__Challenge__
Gather every line of the listing below that contains the word "trace". Treat case as significant.

Source data:
——
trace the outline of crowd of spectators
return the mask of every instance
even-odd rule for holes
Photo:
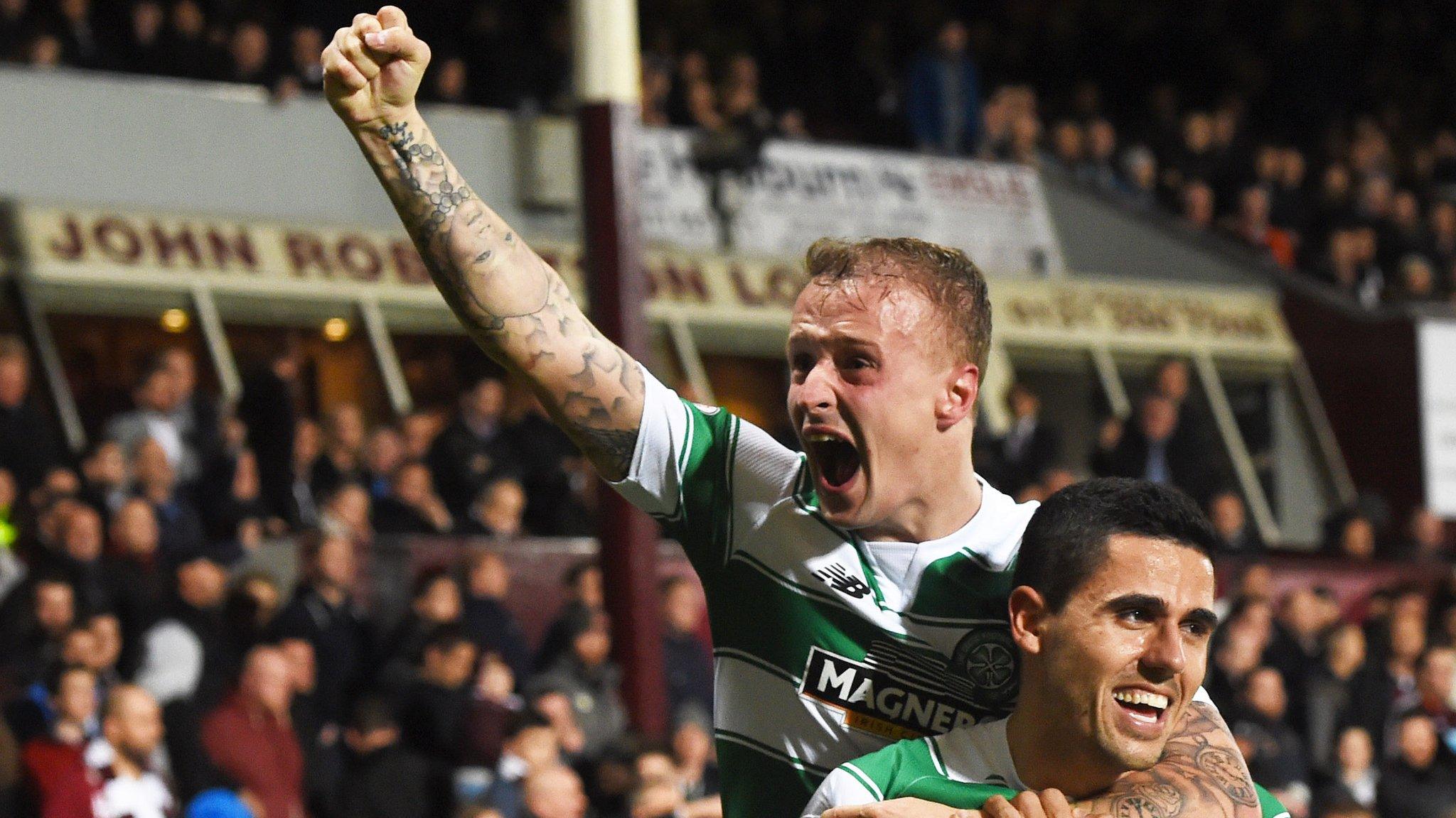
[[[450,422],[320,428],[297,370],[281,348],[229,410],[160,351],[73,469],[0,336],[0,815],[721,814],[696,584],[661,594],[667,745],[628,729],[593,562],[539,645],[507,604],[502,543],[590,531],[559,432],[494,377]],[[460,544],[397,614],[365,566],[411,533]]]
[[[1366,307],[1456,295],[1456,111],[1439,92],[1456,82],[1456,22],[1431,3],[641,6],[648,124],[731,135],[724,150],[750,157],[780,135],[1056,167]],[[563,3],[405,7],[434,45],[425,99],[571,111]],[[320,87],[319,52],[357,10],[3,0],[0,60],[285,99]]]

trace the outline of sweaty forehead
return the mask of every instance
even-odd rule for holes
[[[862,274],[811,281],[794,304],[792,332],[920,338],[936,317],[930,298],[903,275]]]

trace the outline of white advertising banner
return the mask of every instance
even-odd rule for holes
[[[1420,322],[1417,354],[1425,505],[1446,520],[1456,520],[1456,322]]]
[[[718,218],[690,131],[641,134],[644,237],[713,249]],[[1060,275],[1061,249],[1035,170],[824,144],[769,141],[735,198],[734,252],[799,256],[815,239],[914,236],[960,247],[993,275]]]

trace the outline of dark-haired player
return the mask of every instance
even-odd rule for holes
[[[1013,655],[1008,569],[1032,507],[971,463],[990,304],[970,259],[914,239],[810,247],[788,344],[798,454],[678,399],[591,326],[425,125],[428,61],[386,6],[338,31],[325,92],[480,348],[693,560],[725,814],[796,817],[843,761],[1005,715],[1016,670],[984,659]],[[1184,732],[1233,751],[1211,709],[1191,713]],[[1181,760],[1155,771],[1115,789],[1175,782],[1191,812],[1258,812],[1246,780],[1220,789]]]

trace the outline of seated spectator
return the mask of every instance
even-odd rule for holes
[[[561,742],[550,722],[531,710],[521,712],[510,725],[495,779],[485,792],[485,803],[501,818],[524,818],[523,782],[536,771],[561,764]]]
[[[390,691],[408,687],[415,678],[415,667],[424,658],[425,645],[440,627],[459,626],[460,611],[460,584],[448,571],[430,569],[415,578],[409,613],[384,639],[380,686]]]
[[[363,492],[358,486],[355,491]],[[280,639],[313,645],[319,668],[319,715],[325,725],[339,725],[348,693],[358,684],[370,649],[370,629],[354,604],[354,544],[323,534],[304,540],[304,581],[278,614]]]
[[[696,584],[686,576],[662,581],[662,675],[673,718],[684,707],[713,712],[713,655],[703,642],[706,608]]]
[[[188,444],[176,410],[182,402],[178,378],[160,360],[147,361],[137,387],[131,392],[135,409],[116,415],[106,424],[106,438],[127,451],[153,440],[172,467],[178,483],[189,483],[202,473],[199,454]]]
[[[1249,525],[1239,492],[1223,491],[1213,495],[1208,501],[1208,520],[1226,553],[1249,556],[1264,552],[1264,541]]]
[[[435,815],[428,763],[399,741],[399,722],[389,702],[361,697],[344,732],[348,757],[339,814],[349,818]]]
[[[162,555],[183,559],[207,550],[202,518],[197,508],[178,493],[176,472],[156,438],[143,438],[132,453],[137,495],[151,504],[157,515]]]
[[[1417,562],[1437,562],[1450,559],[1450,541],[1446,537],[1446,524],[1440,517],[1421,505],[1411,509],[1405,518],[1405,539],[1396,547],[1399,559]]]
[[[223,80],[272,87],[278,73],[272,65],[268,29],[258,20],[243,20],[227,39],[230,57]],[[271,817],[269,817],[271,818]]]
[[[906,83],[906,115],[916,148],[974,156],[981,143],[981,93],[965,23],[946,20],[914,58]]]
[[[100,559],[103,546],[100,514],[89,505],[77,504],[61,518],[55,550],[39,555],[36,568],[66,576],[76,592],[79,610],[109,610],[111,584]]]
[[[26,789],[41,818],[90,815],[84,750],[95,732],[96,675],[87,668],[61,668],[50,690],[55,718],[20,751]]]
[[[1420,710],[1436,725],[1441,745],[1456,753],[1456,648],[1431,646],[1415,661],[1415,688],[1395,702],[1395,720]]]
[[[389,495],[389,477],[405,461],[405,438],[393,426],[377,426],[364,441],[364,476],[371,501]]]
[[[176,408],[172,410],[172,421],[182,434],[186,450],[197,456],[198,466],[205,464],[217,456],[221,441],[221,418],[217,403],[202,390],[197,389],[197,358],[182,346],[167,346],[157,352],[157,362],[172,376],[176,389]],[[242,447],[243,441],[237,440]],[[191,483],[195,477],[186,477],[185,469],[182,483]]]
[[[1428,716],[1411,712],[1395,726],[1396,757],[1380,770],[1376,811],[1401,818],[1449,818],[1456,773]]]
[[[389,496],[374,504],[373,524],[379,534],[447,534],[454,520],[435,495],[430,467],[412,461],[395,470]]]
[[[521,805],[524,815],[531,818],[584,818],[588,808],[581,777],[559,764],[526,777]]]
[[[400,696],[400,736],[428,760],[437,809],[453,808],[451,776],[462,760],[476,658],[475,642],[463,630],[440,627],[425,645],[415,681]]]
[[[1306,677],[1305,747],[1309,748],[1315,770],[1329,771],[1334,767],[1337,731],[1351,707],[1363,704],[1354,700],[1353,690],[1356,674],[1364,662],[1364,632],[1358,624],[1347,623],[1325,638],[1324,656]],[[1366,734],[1367,741],[1369,738]]]
[[[1061,442],[1057,429],[1041,419],[1041,397],[1029,386],[1012,384],[1006,390],[1006,408],[1012,422],[1000,441],[1002,489],[1016,495],[1056,464]]]
[[[1332,774],[1315,792],[1315,811],[1351,802],[1370,809],[1379,780],[1370,734],[1364,728],[1345,728],[1335,742]]]
[[[258,818],[303,818],[303,750],[288,706],[288,661],[277,648],[248,654],[237,691],[202,722],[207,755],[262,802]]]
[[[0,605],[0,670],[17,687],[45,678],[77,622],[76,589],[55,572],[32,573]]]
[[[504,409],[505,384],[480,377],[460,396],[460,412],[430,447],[425,461],[453,517],[466,517],[489,477],[520,473],[511,441],[502,434]]]
[[[31,355],[13,335],[0,335],[0,469],[26,495],[61,463],[61,450],[45,413],[31,396]]]
[[[156,770],[162,747],[162,709],[146,690],[112,688],[102,709],[102,735],[86,747],[95,787],[95,818],[170,818],[176,799]]]
[[[546,629],[542,646],[536,651],[536,670],[553,665],[571,648],[572,623],[582,611],[600,611],[606,601],[601,589],[601,566],[596,562],[578,562],[561,578],[563,604],[555,622]]]
[[[718,758],[713,753],[712,723],[706,712],[689,715],[673,731],[673,761],[677,766],[683,799],[693,815],[722,815],[718,798]],[[716,808],[716,809],[715,809]]]
[[[470,504],[470,515],[460,523],[456,533],[470,537],[518,537],[523,533],[526,507],[526,489],[520,480],[494,477]]]
[[[1190,435],[1178,434],[1178,406],[1165,394],[1143,397],[1131,429],[1109,422],[1092,454],[1099,477],[1142,477],[1176,486],[1194,498],[1208,493],[1211,453]]]
[[[526,630],[505,607],[511,592],[511,571],[501,555],[472,549],[466,556],[464,604],[462,624],[482,654],[498,655],[517,680],[531,671],[531,649]]]
[[[323,451],[313,461],[309,479],[313,496],[329,496],[344,483],[364,477],[364,413],[354,403],[329,410],[323,425]]]
[[[1300,783],[1307,786],[1305,742],[1284,723],[1289,699],[1278,671],[1270,667],[1254,670],[1243,680],[1242,704],[1232,729],[1249,766],[1249,776],[1271,790]]]
[[[82,458],[80,499],[111,520],[131,495],[127,492],[127,454],[121,444],[102,440]]]
[[[588,761],[601,757],[628,726],[622,703],[622,671],[612,656],[612,629],[601,610],[577,608],[568,622],[566,652],[545,672],[530,680],[531,697],[561,693],[569,702],[581,728],[579,755]]]
[[[333,489],[333,493],[319,508],[319,530],[326,536],[339,537],[357,546],[368,546],[374,541],[370,505],[368,491],[364,486],[344,483]]]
——
__Correct result__
trace the outline of crowd of spectators
trace the outline of sweaty forehead
trace the outline of white advertising banner
trace the outline of dark-haired player
trace the outline of seated spectator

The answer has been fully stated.